---------- MATERIAL ----------
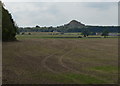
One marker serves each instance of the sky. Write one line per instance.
(29, 14)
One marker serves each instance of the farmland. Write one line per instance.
(40, 59)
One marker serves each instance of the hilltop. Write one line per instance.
(74, 24)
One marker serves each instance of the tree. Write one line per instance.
(105, 33)
(85, 33)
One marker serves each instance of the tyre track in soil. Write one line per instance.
(43, 62)
(62, 63)
(73, 70)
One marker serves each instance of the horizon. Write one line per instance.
(55, 14)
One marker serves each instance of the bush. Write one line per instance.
(79, 36)
(9, 28)
(29, 33)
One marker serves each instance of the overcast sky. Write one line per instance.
(59, 13)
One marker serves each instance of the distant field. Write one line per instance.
(36, 60)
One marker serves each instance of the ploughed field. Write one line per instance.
(60, 61)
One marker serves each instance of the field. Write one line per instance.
(36, 59)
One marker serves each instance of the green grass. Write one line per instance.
(110, 69)
(84, 60)
(70, 78)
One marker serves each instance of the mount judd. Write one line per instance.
(72, 26)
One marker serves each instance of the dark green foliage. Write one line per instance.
(29, 33)
(105, 33)
(22, 33)
(9, 28)
(85, 33)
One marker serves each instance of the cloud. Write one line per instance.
(54, 13)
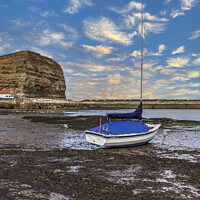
----------
_WHAT YOU HAVE TO DO:_ Gather every line of the data above that contains the word "field". Case counts.

_SOLUTION TO THIS EXERCISE:_
One marker serves each instance of the distant field. Write one line per instance.
One marker serves each instance of the ploughed field. Write one line per instance.
One marker serves each instance of the field. Write one line per instance.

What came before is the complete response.